# What to work on
Please copy all the lines below word for word, leaving out the pictures.

[BEGIN Record excerpts]

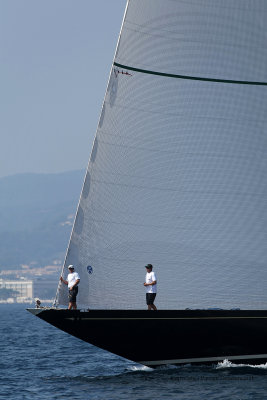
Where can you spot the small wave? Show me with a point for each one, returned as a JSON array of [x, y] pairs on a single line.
[[137, 368], [229, 364]]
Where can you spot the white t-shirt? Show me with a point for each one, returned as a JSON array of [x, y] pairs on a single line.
[[72, 278], [151, 277]]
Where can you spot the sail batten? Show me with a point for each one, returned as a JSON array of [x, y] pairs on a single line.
[[178, 171], [192, 78]]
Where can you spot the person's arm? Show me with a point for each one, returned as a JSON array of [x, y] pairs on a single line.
[[75, 284], [63, 280], [150, 284]]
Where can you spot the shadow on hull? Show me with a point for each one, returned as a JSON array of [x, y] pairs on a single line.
[[155, 338]]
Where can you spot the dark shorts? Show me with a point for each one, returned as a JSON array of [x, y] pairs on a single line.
[[72, 294], [150, 297]]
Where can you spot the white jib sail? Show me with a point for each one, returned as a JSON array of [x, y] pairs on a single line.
[[178, 171]]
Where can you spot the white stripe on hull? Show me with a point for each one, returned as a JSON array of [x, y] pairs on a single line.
[[204, 359]]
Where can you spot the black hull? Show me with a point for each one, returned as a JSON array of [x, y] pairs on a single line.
[[162, 337]]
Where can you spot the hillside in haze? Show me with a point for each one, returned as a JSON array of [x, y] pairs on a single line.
[[36, 215]]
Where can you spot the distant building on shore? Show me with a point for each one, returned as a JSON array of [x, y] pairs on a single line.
[[18, 290]]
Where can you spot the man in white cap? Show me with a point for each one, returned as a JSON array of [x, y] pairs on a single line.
[[151, 287], [72, 281]]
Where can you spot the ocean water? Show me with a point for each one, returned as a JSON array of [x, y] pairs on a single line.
[[40, 362]]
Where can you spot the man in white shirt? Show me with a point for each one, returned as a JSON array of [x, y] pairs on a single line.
[[72, 281], [151, 287]]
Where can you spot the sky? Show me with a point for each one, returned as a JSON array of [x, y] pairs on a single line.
[[55, 59]]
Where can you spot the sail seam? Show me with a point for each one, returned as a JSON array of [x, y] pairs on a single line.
[[192, 78]]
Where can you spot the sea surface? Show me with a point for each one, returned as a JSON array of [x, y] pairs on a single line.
[[40, 362]]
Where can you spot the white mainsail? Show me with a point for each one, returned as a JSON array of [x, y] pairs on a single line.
[[178, 172]]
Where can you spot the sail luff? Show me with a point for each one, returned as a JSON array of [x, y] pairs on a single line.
[[60, 287], [177, 173]]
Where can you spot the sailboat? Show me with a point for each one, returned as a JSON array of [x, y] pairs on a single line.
[[177, 178]]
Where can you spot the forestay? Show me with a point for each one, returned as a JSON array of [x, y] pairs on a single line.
[[178, 171]]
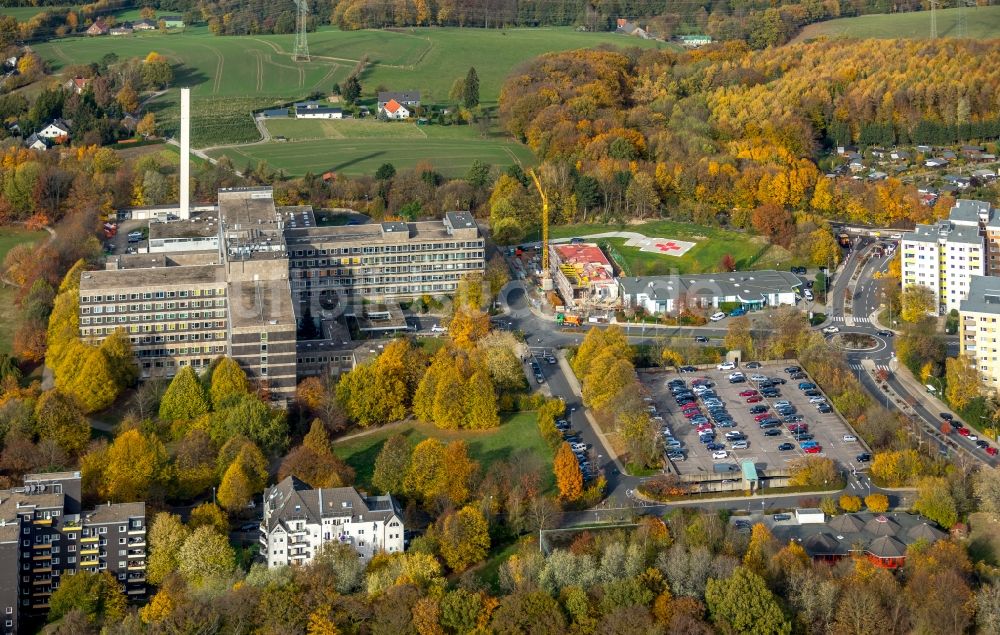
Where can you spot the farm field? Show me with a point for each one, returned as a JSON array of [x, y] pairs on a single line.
[[517, 433], [9, 237], [359, 147], [712, 244], [258, 69], [981, 23]]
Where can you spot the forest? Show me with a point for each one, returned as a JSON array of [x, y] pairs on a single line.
[[737, 136]]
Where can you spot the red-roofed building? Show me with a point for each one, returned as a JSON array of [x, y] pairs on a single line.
[[77, 84], [582, 274], [395, 110]]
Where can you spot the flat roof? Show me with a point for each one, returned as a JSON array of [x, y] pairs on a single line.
[[984, 295], [155, 275]]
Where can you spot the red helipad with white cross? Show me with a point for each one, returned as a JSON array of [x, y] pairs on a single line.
[[666, 246]]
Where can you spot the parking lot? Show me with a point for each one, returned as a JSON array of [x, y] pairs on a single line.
[[728, 412]]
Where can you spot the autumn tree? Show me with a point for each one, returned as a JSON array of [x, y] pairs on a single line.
[[935, 501], [464, 538], [136, 467], [962, 381], [60, 420], [205, 556], [569, 479], [209, 515], [744, 604], [228, 381], [918, 301], [185, 398], [96, 595]]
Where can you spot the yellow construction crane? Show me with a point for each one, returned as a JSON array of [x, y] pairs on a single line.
[[545, 229]]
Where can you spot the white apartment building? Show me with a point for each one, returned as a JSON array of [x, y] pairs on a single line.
[[979, 328], [298, 520], [945, 256]]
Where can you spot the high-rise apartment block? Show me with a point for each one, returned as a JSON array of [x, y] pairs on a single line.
[[234, 281], [944, 256], [45, 536]]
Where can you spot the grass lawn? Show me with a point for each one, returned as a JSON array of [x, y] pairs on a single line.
[[10, 236], [712, 244], [23, 14], [361, 149], [517, 432], [984, 538], [981, 23], [258, 68]]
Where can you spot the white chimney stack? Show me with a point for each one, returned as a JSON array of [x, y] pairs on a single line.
[[185, 210]]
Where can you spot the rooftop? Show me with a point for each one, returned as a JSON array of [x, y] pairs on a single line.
[[984, 295], [583, 262], [151, 270], [115, 512]]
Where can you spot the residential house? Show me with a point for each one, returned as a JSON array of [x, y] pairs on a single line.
[[273, 113], [58, 129], [408, 98], [77, 84], [673, 294], [98, 28], [694, 41], [984, 176], [395, 110], [959, 181], [46, 536], [35, 142], [880, 538], [299, 520], [316, 110]]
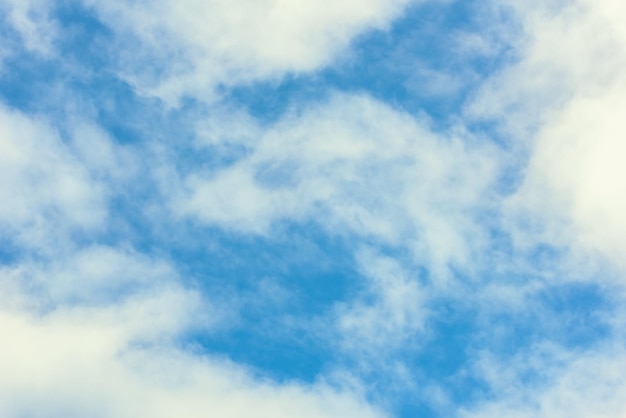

[END Record excerpts]

# Result
Where can you spot the small wave? Show me with a point for each one, returned as a JSON array of [x, y] pairs on a single line.
[[137, 368], [229, 364]]
Where can you spot the white t-shirt? Show me with a point for each one, returned as a JSON array of [x, y] pairs on a single line.
[[72, 278], [151, 277]]
Where can you spot the sail batten? Show me with a point for each one, returned as a JSON array of [x, y] pairs on a single line.
[[178, 171], [192, 78]]
Where can you spot the person's arm? Show me with a point for each one, returned as a JSON array of [x, y] pairs on a single line.
[[75, 284], [63, 280], [150, 284]]
Where can you spot the shadow on hull? Show me with a point for each one, returned as a JSON array of [x, y] pairs on a single line.
[[155, 338]]
Where can you spot the dark shorts? Show me with a point for each one, returned as a JSON array of [x, y] pairs on a single line.
[[72, 294], [150, 297]]
Where can you spot the white jib sail? Show me with a point for each one, returned as a JSON array of [x, y] pairs on a single line.
[[178, 171]]
Where can you spot the white stripe on hull? Show me with a point for each one, returned as a JSON array of [x, y] pairs on a single line.
[[204, 359]]
Where can you spot the black hull? Show me with a point for each one, returned as a JSON array of [x, y] pairs on a single line.
[[162, 337]]
Where can you spot the hillside in haze? Show me with a point for each one, returned as a JSON array of [x, y] pairs on a single line.
[[36, 215]]
Where can you spot the distant building on shore? Show me with a point for each one, returned as a JSON array of [x, y] pairs on a single line.
[[18, 290]]
Where can you spot the man in white cap? Show me with a point for each one, returned as a JSON array of [x, y] pairs on a single line.
[[151, 287], [72, 281]]
Where can you spot the ocean water? Show me with a point for each one, returned as a JSON array of [x, y] pairs on a single line.
[[40, 362]]
Where can you spot the man in white shirt? Show me with a point for each one, returned as a JSON array of [x, y] pairs on a single line.
[[72, 281], [151, 287]]
Where can you spot the sky? Show me with a point for each one, returned as a JSON array of [x, y] pairs on a single line.
[[55, 59]]
Where can you spot the sail seam? Show me with a point for each one, returned as a JSON array of [x, y] pairs on a single line.
[[192, 78]]
Where can you spot the sea surface? Show me with a point for each one, returned as a JSON array of [x, y] pairs on a single line.
[[40, 362]]
Where can you spot the white mainsail? Show me with a point for each one, returned as a JSON array of [x, y] pairs on a single line.
[[178, 172]]
Where can you spot the sail luff? Show me with a point for each one, returned as a JSON array of [x, y] pairs on a single line.
[[60, 287], [177, 173]]
Where can you spot the sailboat? Show me with a point for each one, returned as a JSON array of [x, y] pairs on a single line.
[[177, 178]]
Where can you spot the forestay? Show me with a point for each one, returned as a JSON array of [x, y] pairs on a single line.
[[178, 171]]
Where can you spot the farm field? Show me with a point for each one, returned as a JSON array of [x, y] pairs on a single line.
[[517, 433], [9, 237], [359, 147], [712, 244], [258, 69], [981, 23]]
Where can you spot the forest? Show me with a point for each one, returned as a JSON array of [x, y] pairs on a single line.
[[737, 136]]
Where can you spot the red-roofed building? Show me with a point for each one, returned as a JSON array of [x, y] pairs on a single line.
[[77, 84], [582, 274], [395, 110]]
Where can you spot the flat roof? Show me with a point for each one, returned as a JSON array of [x, y] pairs on a single line.
[[984, 295], [155, 275]]
Where can you spot the red helipad with white cross? Show me with a point for each one, returned as a JSON array of [x, y] pairs on a single line.
[[666, 246]]
Where can you spot the parking lot? Show me with a point for each one, returned as a JSON array of [x, y] pairs on a single line.
[[728, 412]]
Where can you spot the autumn tree? Show me with a point for each one, returned as a JSON array of [x, y] pairs on a single line.
[[935, 501], [464, 538], [136, 467], [962, 381], [60, 420], [205, 556], [569, 479], [209, 515], [744, 604], [228, 381], [918, 301], [185, 398], [96, 595]]
Where can you spot the yellow construction crane? Show me with a point for each one, returned as a JSON array of [x, y] pairs on a single line.
[[545, 229]]
Where can you spot the white apartment building? Show me with a point for each one, returned as a JSON array of [x, y] pairs on a single line.
[[979, 328], [298, 520], [945, 256]]
Where can you spot the high-rise apartment block? Show me with a point for each one, returned as a JSON array of [x, y] pairs on a single line.
[[234, 281], [944, 256], [45, 536]]
Where can you spot the grass lawn? Show me with a point for each one, returned as a JSON array of [x, y] pairs on a single line.
[[10, 236], [712, 244], [23, 14], [361, 149], [517, 432], [984, 538], [981, 23], [258, 68]]
Where can you spot the white chimney stack? Show me with a point for each one, returned as a JSON array of [x, y] pairs on a single line.
[[185, 210]]
Where can you spot the rooftop? Show me with a point for each one, returned as a JSON array of [x, y] pairs on a single line.
[[984, 295], [583, 262], [151, 270], [115, 512]]
Where can you spot the residential house? Show me with a point for each one, returned as a JSON array of [x, y] pairs on a single line.
[[273, 113], [58, 129], [408, 98], [77, 84], [673, 294], [98, 28], [694, 41], [984, 176], [395, 110], [959, 181], [46, 536], [35, 142], [880, 538], [299, 520], [316, 110]]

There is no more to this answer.